Source document:
_ _ _ _

Then I started sanding the tops, but I accidentally sanded through the overlay and right through to the press board - so there went the "raw wood" plan.
*Note: if you have any kind of veneer you are sanding down, be careful not to go nuts on it or you will sand right through it. My mistake was using 80 grit sandpaper on them and not paying attention!*
So next, I grabbed my Weathered Gray Water Based Wood Stain. You can apply WBWS over an existing finish, so the centers of these were not raw. I thought it would cover enough, but when dry - the centers of the tables were still orange.
Mistake #2, as I was staining the tops with gray, I thought it may be a pretty "glaze" over the paint - NOPE. It just looked dirty. Boo.
So back to square one with the design plan.
If you aren't flexible when being creative, you will break.
I was really loving the white on these tables - the chunky turned legs make them look so farmhouse-y to me. So instead of repainting my layered finish, I decided to make them completely white.
This was all from a little sample can (8 oz) of Dixie Belle Chalk Paint. It was given to me at a conference last year and I just never used it. Impressively, the little can covered the bases of both of these tables, twice.

_ _ _ _

Location labeling records:
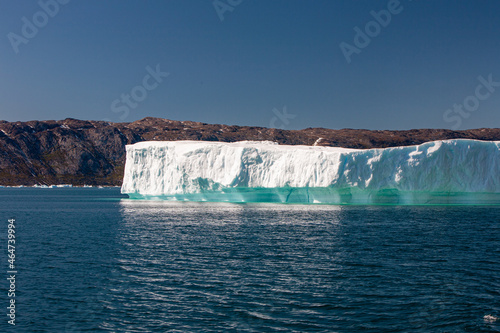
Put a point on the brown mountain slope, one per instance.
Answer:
(81, 152)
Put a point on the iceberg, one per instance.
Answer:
(438, 172)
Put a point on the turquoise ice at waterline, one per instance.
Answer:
(438, 172)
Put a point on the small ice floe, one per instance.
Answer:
(490, 318)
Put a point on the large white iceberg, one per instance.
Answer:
(451, 171)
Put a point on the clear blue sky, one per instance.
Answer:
(265, 55)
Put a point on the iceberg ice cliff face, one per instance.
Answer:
(451, 171)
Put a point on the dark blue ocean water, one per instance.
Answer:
(89, 261)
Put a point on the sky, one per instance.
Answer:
(289, 64)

_ _ _ _

Directions:
(a) Transcribe the part of the table refinishing text from "So back to square" to "them completely white.".
(b) In the records, from the line with "Put a point on the iceberg ice" through the end of the records, change "one per instance" to "one for each instance" and write out only those lines, with nothing else altered.

Results of the exercise:
(a)
So back to square one with the design plan.
If you aren't flexible when being creative, you will break.
I was really loving the white on these tables - the chunky turned legs make them look so farmhouse-y to me. So instead of repainting my layered finish, I decided to make them completely white.

(b)
Put a point on the iceberg ice cliff face, one for each instance.
Answer:
(451, 171)
Put a point on the dark blue ocean water, one for each instance.
Answer:
(89, 261)
Put a point on the sky, one for each instance.
Answer:
(289, 64)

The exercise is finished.